:: WHAT YOU SHOULD DO ::
Using the entries below, transcribe exactly the line containing "Pick out the striped" and each line that follows it to the end.

:: RECORDS PROVIDED ::
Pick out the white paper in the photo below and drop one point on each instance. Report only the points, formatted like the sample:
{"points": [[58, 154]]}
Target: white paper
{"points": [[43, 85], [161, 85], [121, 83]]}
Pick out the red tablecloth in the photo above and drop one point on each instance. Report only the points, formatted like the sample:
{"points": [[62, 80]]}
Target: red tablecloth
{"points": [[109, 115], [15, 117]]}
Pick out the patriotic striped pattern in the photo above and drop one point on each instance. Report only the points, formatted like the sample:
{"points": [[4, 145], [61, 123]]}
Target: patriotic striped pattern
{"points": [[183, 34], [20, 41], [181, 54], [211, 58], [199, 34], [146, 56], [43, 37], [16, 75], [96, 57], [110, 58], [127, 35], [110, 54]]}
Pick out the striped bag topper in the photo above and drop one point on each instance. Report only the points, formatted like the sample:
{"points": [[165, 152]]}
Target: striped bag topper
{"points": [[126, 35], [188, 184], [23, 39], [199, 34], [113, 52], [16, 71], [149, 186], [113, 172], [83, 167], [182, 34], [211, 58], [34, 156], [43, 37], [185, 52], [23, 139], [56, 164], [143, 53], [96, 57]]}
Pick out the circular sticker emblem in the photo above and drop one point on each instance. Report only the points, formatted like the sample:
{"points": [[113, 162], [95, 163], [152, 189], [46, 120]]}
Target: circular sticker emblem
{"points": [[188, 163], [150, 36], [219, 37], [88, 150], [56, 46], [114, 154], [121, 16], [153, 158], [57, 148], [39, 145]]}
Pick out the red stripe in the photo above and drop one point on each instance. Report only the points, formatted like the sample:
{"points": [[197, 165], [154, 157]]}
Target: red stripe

:: REPLY TO THE TASK ::
Pick out the striped bag topper in the photo above and drop one point on each instance. Report only the points, formatted like the sample:
{"points": [[165, 152]]}
Target: striped bag topper
{"points": [[126, 35], [188, 184], [23, 39], [199, 34], [113, 52], [16, 71], [149, 186], [113, 172], [83, 167], [182, 34], [211, 58], [34, 156], [43, 37], [185, 52], [23, 139], [56, 164], [143, 53], [96, 57]]}
Pick out the circular sticker emblem in the photo above and drop one point on each instance. Report only the points, formatted like the sample:
{"points": [[113, 162], [95, 163], [152, 189], [46, 120]]}
Target: circular sticker emblem
{"points": [[188, 163], [150, 36], [219, 37], [88, 150], [56, 46], [114, 154], [121, 16], [153, 158], [57, 148], [39, 145]]}
Pick out the red stripe in the photo above and drop one point on each instance. Report only the points, formatted like the sample:
{"points": [[197, 165], [154, 157]]}
Target: red stripe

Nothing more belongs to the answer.